Detection annotation records
* start *

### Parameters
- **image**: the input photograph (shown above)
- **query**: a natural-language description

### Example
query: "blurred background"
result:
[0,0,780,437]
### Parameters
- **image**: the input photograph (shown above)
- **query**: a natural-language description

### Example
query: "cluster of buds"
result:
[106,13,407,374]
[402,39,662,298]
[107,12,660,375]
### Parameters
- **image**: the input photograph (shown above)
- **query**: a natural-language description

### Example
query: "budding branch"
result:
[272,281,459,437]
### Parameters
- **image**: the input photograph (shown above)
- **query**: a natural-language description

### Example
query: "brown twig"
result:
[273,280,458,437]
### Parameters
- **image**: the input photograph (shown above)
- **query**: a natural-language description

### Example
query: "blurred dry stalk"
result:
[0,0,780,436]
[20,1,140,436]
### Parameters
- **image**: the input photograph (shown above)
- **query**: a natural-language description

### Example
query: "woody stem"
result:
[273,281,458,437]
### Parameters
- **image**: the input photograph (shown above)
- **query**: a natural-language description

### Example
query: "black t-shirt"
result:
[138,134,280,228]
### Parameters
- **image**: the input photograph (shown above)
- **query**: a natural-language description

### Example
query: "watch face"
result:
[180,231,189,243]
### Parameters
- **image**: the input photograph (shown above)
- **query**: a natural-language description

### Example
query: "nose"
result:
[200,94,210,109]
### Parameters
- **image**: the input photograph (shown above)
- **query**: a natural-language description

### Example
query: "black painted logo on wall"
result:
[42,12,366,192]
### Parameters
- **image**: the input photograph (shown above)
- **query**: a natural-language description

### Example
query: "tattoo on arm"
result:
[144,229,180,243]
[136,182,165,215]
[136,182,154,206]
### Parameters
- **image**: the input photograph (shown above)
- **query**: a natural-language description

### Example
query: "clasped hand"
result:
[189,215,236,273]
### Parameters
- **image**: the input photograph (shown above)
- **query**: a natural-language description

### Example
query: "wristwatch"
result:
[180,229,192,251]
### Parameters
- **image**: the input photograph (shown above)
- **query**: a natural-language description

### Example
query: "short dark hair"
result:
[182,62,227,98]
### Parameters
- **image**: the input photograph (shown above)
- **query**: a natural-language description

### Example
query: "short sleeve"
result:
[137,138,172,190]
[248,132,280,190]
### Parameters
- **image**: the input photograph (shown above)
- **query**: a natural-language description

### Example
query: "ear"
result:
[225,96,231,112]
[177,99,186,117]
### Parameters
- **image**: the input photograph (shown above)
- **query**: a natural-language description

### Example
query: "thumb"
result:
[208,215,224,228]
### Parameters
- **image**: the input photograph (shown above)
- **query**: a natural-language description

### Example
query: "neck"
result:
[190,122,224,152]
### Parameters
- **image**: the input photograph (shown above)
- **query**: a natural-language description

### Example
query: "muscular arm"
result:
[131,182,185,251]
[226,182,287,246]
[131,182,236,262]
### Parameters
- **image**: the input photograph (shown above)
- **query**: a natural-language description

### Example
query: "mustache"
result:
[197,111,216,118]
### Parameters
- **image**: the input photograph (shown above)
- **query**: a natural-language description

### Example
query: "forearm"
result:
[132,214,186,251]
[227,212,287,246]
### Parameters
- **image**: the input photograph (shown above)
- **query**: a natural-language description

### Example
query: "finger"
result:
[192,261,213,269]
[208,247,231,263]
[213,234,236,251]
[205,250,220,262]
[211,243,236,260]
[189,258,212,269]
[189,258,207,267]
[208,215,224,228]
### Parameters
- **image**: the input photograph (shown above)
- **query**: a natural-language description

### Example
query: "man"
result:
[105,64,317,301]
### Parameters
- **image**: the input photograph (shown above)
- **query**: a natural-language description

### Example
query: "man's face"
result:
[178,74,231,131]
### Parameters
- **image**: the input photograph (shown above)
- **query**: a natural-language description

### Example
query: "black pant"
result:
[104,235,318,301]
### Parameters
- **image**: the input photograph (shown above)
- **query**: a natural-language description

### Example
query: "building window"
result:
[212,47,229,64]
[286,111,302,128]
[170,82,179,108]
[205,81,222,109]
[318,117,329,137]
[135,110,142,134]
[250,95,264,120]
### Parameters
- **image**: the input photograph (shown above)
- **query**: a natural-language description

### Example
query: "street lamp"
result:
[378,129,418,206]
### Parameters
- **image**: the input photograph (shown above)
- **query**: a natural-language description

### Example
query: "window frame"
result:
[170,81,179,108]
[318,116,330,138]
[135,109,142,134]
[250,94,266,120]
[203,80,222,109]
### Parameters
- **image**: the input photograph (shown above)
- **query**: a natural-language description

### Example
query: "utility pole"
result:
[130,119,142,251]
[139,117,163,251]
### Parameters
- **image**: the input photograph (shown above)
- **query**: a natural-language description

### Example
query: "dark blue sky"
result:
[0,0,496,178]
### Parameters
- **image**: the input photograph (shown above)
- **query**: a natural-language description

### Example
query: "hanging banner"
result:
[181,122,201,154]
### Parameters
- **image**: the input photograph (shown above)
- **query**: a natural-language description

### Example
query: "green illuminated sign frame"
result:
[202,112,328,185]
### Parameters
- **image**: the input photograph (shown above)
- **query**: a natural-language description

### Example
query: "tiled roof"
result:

* end *

▶ [Work to complete]: State how many lines of the entries above contain the string "short", with case counting. Give only the number.

▶ [Final answer]: 2